[Selected passage start]

# HELP: EPSON L1300 print blue color in Purple ( sublimation)



## Blueprint11 (Jan 21, 2016)

Hi! i'm having a problem with my new printer EPSON L1300, that blue printed as purple. I though after I press it will turn to blue but it is not. I tried every possible solution i find in Internet. I also tried to lessen the amount of magenta by 30% but it didn't change anything. what would be the problem? and what would be the solution for this? Thank you for your HELP in ADVANCE!!


----------



## Viper Graphics (Mar 28, 2009)

What ink are you using and are you using the correct color profile? Start there....


----------



## Blueprint11 (Jan 21, 2016)

Larry's Printing said:


> What ink are you using and are you using the correct color profile? Start there....


thanks for replying..

i'm using ink for sublimation, HANSOL ( made in korea ). about the color profile i have no idea which one i should use, i only set it with Printer manages color. if i set it with photoshop manages color, my white turning to be yellowish. i really don't know what profile to use.


----------



## Viper Graphics (Mar 28, 2009)

Sublimation inks are a completely different animal than your regular inks....you need to contact your sublimation ink supplier and get a color profile to use for your printer and the graphics program you will be using ( photoshop, corel, AI....) . If they don't have one do a search on the board and you might get some help in trying to create a profile that might work for your configuration. I tried your route a long time ago and threw a lot of time and money away. Best of luck.


----------

[Selected passage end]
[Material provided start]

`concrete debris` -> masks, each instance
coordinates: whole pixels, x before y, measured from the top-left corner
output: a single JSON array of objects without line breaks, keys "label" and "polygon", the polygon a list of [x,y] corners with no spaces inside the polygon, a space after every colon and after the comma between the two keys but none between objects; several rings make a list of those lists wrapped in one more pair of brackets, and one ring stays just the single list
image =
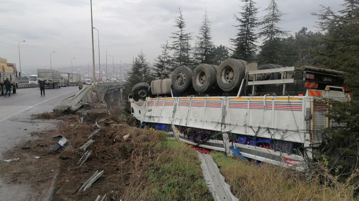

[Material provided end]

§ Given problem
Please repeat, word for word, the passage from the thread above about the Epson L1300 printing blue as purple, between "i'm using ink" and "Best of luck.", inclusive.

§ Result of this task
i'm using ink for sublimation, HANSOL ( made in korea ). about the color profile i have no idea which one i should use, i only set it with Printer manages color. if i set it with photoshop manages color, my white turning to be yellowish. i really don't know what profile to use.


----------



## Viper Graphics (Mar 28, 2009)

Sublimation inks are a completely different animal than your regular inks....you need to contact your sublimation ink supplier and get a color profile to use for your printer and the graphics program you will be using ( photoshop, corel, AI....) . If they don't have one do a search on the board and you might get some help in trying to create a profile that might work for your configuration. I tried your route a long time ago and threw a lot of time and money away. Best of luck.